Reading passage:

________________________________________

Joe Chrest has a birthday later this week, March 26, but I'm sorry, I can only celebrate one character actor at a time. Today is also the 1-year anniversary of me watching "Crank: High Voltage", for whatever's that worth.


THE PLOT: A former DEA agent moves his family to a quiet town, where he soon tangles with a local meth druglord. 

AFTER: There's a very disturbing moment in the early (flashback) sequences of this film, where Jason Statham's character is an undercover operative in the drug world, and he's got long, black hair. That's it, Jason Statham with hair, and once you see it, you can't un-see it, plus he's wearing guy-liner and therefore looks like Criss Angel after a rough night. Don't say I didn't warn you. But the operation ends with the drug lab blowed up and the son of the drug kingpin killed by cops, so yeah, that's probably going to have some implications. 

This movie's kind of filled with character actors, not just Joe Chrest, but look, there's Pruitt Taylor Vince, and Lance E. Nichols, and that's Chuck Zito as the first drug lord, who ends up in jail but swears vengeance on the DEA agent he blames for the death of his son. And then Frank Grillo shows up in the second half, he's kind of become the new king of B-level actioners after his work in the MCU.  But also some big-name actors show up here, I think somehow this represents a point in Statham's career when everyone in Hollywood suddenly wanted to work with him, how else can we explain the presence of both James Franco and Winona Ryder as the head villains here? 

It's a pretty simple film, what else can you expect from a screenplay written by Sylvester Stallone? So this is also an example of a film that Stallone was planning to star in, but then he made the mistake of getting too old. Tomorrow's film, I think, is another example - but if you're living off of Stallone's leftovers, those are potentially still some very nice leftovers. Still, we can kind of see the same Statham formula at work here - a man with a shady past in the military or feds, dead wife but a young daughter, gets pulled back into service when his family is threatened, and he has to work his way up the chain to take out the big bads. Only then can he be free and clear...

________________________________________

Point annotation records:
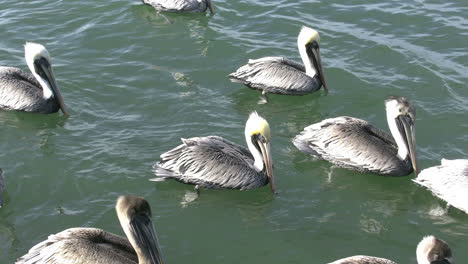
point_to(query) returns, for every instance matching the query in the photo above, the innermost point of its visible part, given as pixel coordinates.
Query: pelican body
(449, 182)
(36, 92)
(355, 144)
(186, 6)
(96, 246)
(279, 75)
(430, 250)
(214, 162)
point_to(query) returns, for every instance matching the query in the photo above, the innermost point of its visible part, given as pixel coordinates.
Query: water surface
(135, 84)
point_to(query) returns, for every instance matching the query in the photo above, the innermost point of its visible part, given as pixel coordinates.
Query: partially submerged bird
(430, 250)
(279, 75)
(355, 144)
(185, 6)
(214, 162)
(96, 246)
(36, 92)
(2, 186)
(449, 182)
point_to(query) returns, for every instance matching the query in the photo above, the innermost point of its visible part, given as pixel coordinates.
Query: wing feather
(81, 245)
(448, 181)
(276, 75)
(210, 162)
(351, 143)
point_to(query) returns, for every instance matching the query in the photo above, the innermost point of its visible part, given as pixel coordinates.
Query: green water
(135, 84)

________________________________________

Required work:
1 > List each element of the Statham formula that the movie review describes.
2 > Copy word for word the stretch of the movie review from "Joe Chrest has" through "whatever's that worth.".

Answers in order:
1 >
- A man with a shady past in the military or feds
- A dead wife but a young daughter
- He gets pulled back into service when his family is threatened
- He has to work his way up the chain to take out the big bads

2 >
Joe Chrest has a birthday later this week, March 26, but I'm sorry, I can only celebrate one character actor at a time. Today is also the 1-year anniversary of me watching "Crank: High Voltage", for whatever's that worth.